━━━ Trecho selecionado

17 de fevereiro de 2016 | N° 18448
MARTHA MEDEIROS
Quando Deus esquece os óculos
Ele vê tudo. Era no que eu acreditava quando criança. Ficava muito impressionada com esse poder que nenhum super-herói tinha, e até me sentia meio inibida ao entrar no banho. Aí cresci e descobri que Deus, mesmo sendo onipotente e onipresente, dá suas escorregadelas – mínimas, mas dá. Sendo um ancião (nunca se falou em Deus como sendo um jovem), certamente precisa de óculos. E os esquece em algum lugar, como todos nós. Totalmente compreensível.

━━━━━━
━━━ Entradas extraídas

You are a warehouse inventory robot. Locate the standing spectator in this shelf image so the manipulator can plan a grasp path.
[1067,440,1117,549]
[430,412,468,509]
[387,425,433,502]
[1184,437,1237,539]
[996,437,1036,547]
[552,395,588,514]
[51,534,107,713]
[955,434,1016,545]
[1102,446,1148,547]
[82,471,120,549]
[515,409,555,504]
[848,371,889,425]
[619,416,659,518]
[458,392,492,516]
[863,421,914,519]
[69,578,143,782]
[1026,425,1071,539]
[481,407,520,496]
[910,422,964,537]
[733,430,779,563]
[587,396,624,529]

━━━━━━

Enunciado: Segundo o trecho selecionado, do que Deus certamente precisa por ser um ancião?

Resposta: De óculos.